▸ RECORD SET
= Beginning of Section =
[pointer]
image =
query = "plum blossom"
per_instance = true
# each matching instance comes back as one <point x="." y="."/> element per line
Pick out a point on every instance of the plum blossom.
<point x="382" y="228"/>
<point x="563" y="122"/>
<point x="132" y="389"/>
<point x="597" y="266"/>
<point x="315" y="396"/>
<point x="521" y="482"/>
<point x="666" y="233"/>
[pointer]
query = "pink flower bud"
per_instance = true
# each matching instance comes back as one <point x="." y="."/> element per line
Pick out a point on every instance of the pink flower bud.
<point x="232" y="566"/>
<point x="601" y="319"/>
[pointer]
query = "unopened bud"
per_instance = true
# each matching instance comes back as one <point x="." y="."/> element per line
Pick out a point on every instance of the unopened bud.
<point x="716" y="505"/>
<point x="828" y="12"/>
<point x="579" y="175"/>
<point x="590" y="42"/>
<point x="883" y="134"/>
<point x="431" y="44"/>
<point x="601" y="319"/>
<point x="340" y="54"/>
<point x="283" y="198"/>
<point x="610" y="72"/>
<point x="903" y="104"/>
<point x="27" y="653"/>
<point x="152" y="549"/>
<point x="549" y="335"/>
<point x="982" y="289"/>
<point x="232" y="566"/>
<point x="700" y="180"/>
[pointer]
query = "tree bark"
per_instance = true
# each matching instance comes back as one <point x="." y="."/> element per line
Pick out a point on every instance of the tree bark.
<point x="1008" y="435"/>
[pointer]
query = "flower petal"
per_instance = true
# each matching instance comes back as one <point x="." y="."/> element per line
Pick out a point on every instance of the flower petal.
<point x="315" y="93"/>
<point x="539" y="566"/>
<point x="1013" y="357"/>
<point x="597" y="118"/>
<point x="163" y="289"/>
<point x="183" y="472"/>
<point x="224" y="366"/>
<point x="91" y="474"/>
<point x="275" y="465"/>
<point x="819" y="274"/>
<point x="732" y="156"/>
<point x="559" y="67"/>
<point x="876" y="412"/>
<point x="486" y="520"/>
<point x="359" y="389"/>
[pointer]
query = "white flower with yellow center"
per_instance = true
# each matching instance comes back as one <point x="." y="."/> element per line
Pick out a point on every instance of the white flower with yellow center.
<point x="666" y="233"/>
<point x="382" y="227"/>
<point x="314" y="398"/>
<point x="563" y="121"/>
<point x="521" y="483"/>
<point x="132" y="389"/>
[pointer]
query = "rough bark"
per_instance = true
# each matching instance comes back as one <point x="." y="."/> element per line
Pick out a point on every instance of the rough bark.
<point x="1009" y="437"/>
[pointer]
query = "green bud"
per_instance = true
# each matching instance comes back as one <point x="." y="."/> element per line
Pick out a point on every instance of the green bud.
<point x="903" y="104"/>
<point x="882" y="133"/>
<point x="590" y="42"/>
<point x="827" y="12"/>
= End of Section =
▸ WHAT THE EXERCISE ASKS
Your task is to retype the whole listing, keeping every word exactly as it is.

▸ EXERCISE OUTPUT
[pointer]
image =
query = "plum blossom"
per_instance = true
# each matching instance comes back as one <point x="." y="."/> element per line
Pick out a point on every instance of the plum blossom.
<point x="382" y="228"/>
<point x="563" y="122"/>
<point x="132" y="389"/>
<point x="597" y="266"/>
<point x="315" y="396"/>
<point x="521" y="482"/>
<point x="666" y="233"/>
[pointer]
query = "pink flower bud"
per_instance = true
# each matching instance comes back as one <point x="." y="."/> element per line
Pick out a point on every instance of the pink flower bud.
<point x="232" y="566"/>
<point x="601" y="319"/>
[pointer]
query = "unopened bud"
per_instance = true
# each matching instance comes back as one <point x="." y="."/> element per line
Pick out a point on every instance of the unopened bud.
<point x="716" y="505"/>
<point x="828" y="12"/>
<point x="579" y="175"/>
<point x="590" y="42"/>
<point x="883" y="134"/>
<point x="431" y="44"/>
<point x="601" y="319"/>
<point x="340" y="54"/>
<point x="283" y="198"/>
<point x="610" y="72"/>
<point x="903" y="104"/>
<point x="27" y="653"/>
<point x="152" y="549"/>
<point x="549" y="335"/>
<point x="982" y="289"/>
<point x="232" y="566"/>
<point x="700" y="180"/>
[pointer]
query = "tree bark"
per_instance = true
# each matching instance comes back as one <point x="." y="."/> element per line
Pick out a point on every instance of the tree bark.
<point x="1008" y="435"/>
[pointer]
query = "flower petal"
per_instance = true
# each matching instance comes back as one <point x="." y="."/> element per line
Pick out a point on every instance of the flower petal.
<point x="315" y="93"/>
<point x="539" y="566"/>
<point x="1013" y="357"/>
<point x="597" y="118"/>
<point x="163" y="289"/>
<point x="183" y="472"/>
<point x="224" y="366"/>
<point x="91" y="474"/>
<point x="275" y="465"/>
<point x="819" y="274"/>
<point x="732" y="156"/>
<point x="559" y="67"/>
<point x="876" y="412"/>
<point x="486" y="520"/>
<point x="359" y="389"/>
[pointer]
query = "white flower with yellow center"
per_instance = true
# each matching instance comes back as one <point x="." y="."/> element per line
Pick out a point on every instance of the white flower with yellow center.
<point x="666" y="233"/>
<point x="382" y="227"/>
<point x="314" y="398"/>
<point x="563" y="121"/>
<point x="521" y="483"/>
<point x="132" y="389"/>
[pointer]
query = "rough bark"
per_instance = true
# each matching instance comes back as one <point x="." y="."/> element per line
Pick out a point on every instance of the rough bark.
<point x="1009" y="437"/>
[pointer]
query = "green bud"
per_instance = true
# each matching instance comes back as one <point x="." y="."/> element per line
Pick out a point on every instance of the green bud.
<point x="903" y="104"/>
<point x="882" y="133"/>
<point x="590" y="42"/>
<point x="827" y="12"/>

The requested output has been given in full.